BEGIN Reading passage

The term “manufacturing consent” was initially coined by Edward S Herman and Noam Chomsky.

“Manufacturing consent” describes a propaganda model used by the corporate media to sway public opinion and “inculcate individuals with values and beliefs…”:

The mass media serve as a system for communicating messages and symbols to the general populace. It is their function to amuse, entertain, and inform, and to inculcate individuals with the values, beliefs, and codes of behavior that will integrate them into the institutional structures of the larger society. In a world of concentrated wealth and major conflicts of class interest, to fulfill this role requires systematic propaganda. (Manufacturing Consent by Edward S. Herman and Noam Chomsky)

“Manufacturing consent” implies manipulating and shaping public opinion. It establishes conformity and acceptance to authority and social hierarchy. It seeks compliance to an established social order. “Manufacturing consent” describes the submission of public opinion to the mainstream media narrative, to its lies and fabrications.

In this article, we focus on a related concept, namely the subtle process of “manufacturing dissent” (rather than “consent”), which plays a decisive role in serving the interests of the ruling class.

Under contemporary capitalism, the illusion of democracy must prevail. It is in the interest of the corporate elites to accept dissent and protest as a feature of the system inasmuch as they do not threaten the established social order. The purpose is not to repress dissent, but, on the contrary, to shape and mould the protest movement, to set the outer limits of dissent.

To maintain their legitimacy, the economic elites favor limited and controlled forms of opposition, with a view to preventing the development of radical forms of protest, which might shake the very foundations and institutions of global capitalism. In other words, “manufacturing dissent” acts as a “safety valve”, which protects and sustains the New World Order.

To be effective, however, the process of “manufacturing dissent” must be carefully regulated and monitored by those who are the object of the protest movement.

“Funding Dissent”

How is the process of manufacturing dissent achieved?

Essentially by “funding dissent”, namely by channeling financial resources from those who are the object of the protest movement to those who are involved in organizing the protest movement.

Co-optation is not limited to buying the favors of politicians. The economic elites –which control major foundations– also oversee the funding of numerous NGOs and civil society organizations, which historically have been involved in the protest movement against the established economic and social order. The programs of many NGOs and people’s movements rely heavily on funding from both public as well as private foundations including the Ford, Rockefeller, McCarthy foundations, among others.

END Reading passage

Prompt a:
Copy the named-object pointing records below word for word, leaving out the pictures.

BEGIN Records for processing

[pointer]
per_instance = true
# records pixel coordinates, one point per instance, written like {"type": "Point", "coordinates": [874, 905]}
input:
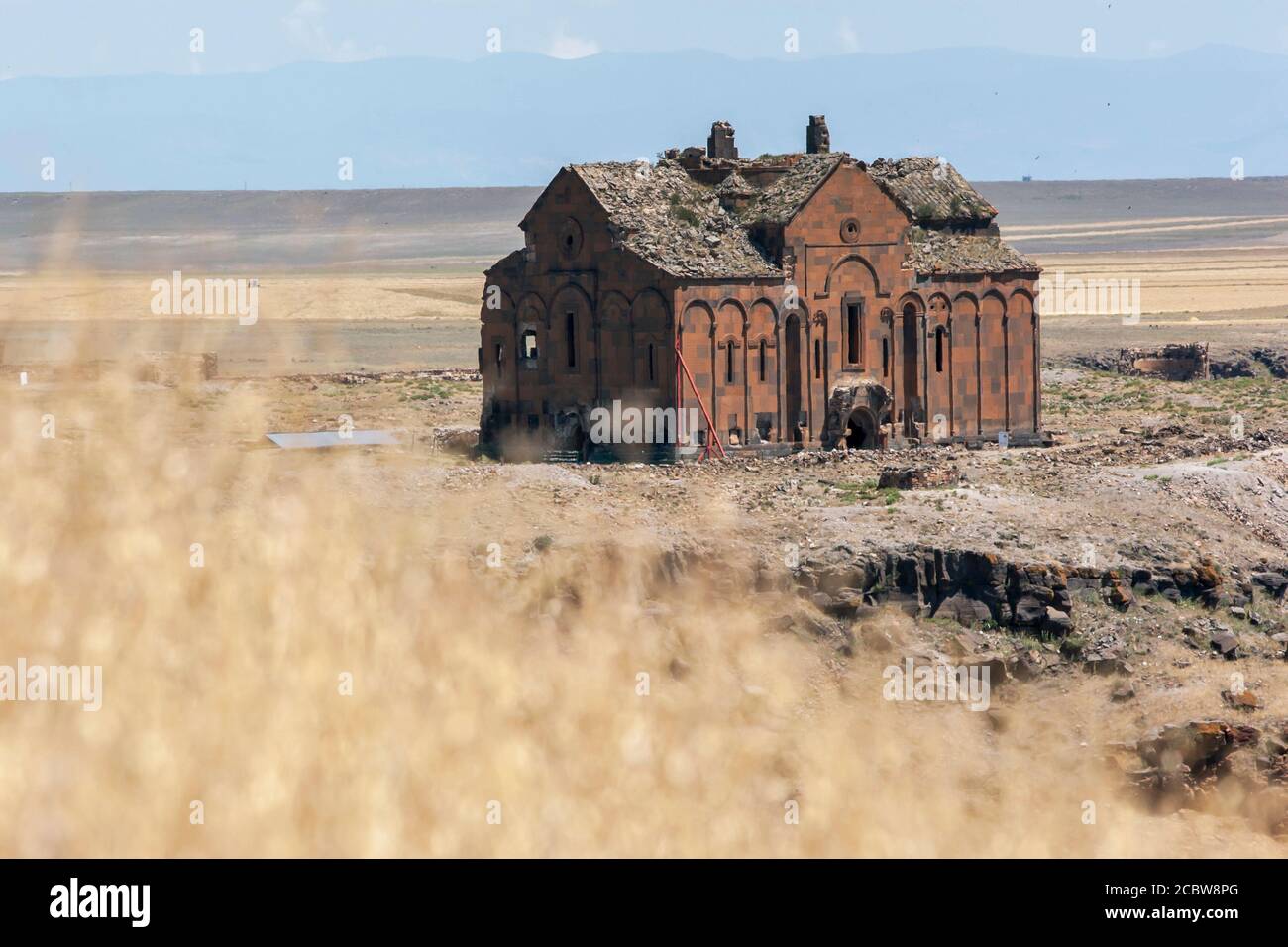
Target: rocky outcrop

END Records for processing

Prompt b:
In the passage on manufacturing dissent, translate this sentence into Spanish: "Under contemporary capitalism, the illusion of democracy must prevail."

Correct response a:
[pointer]
per_instance = true
# records pixel coordinates, one point per instance, written like {"type": "Point", "coordinates": [874, 905]}
input:
Target: rocky outcrop

Correct response b:
Bajo el capitalismo contemporáneo, la ilusión de la democracia debe prevalecer.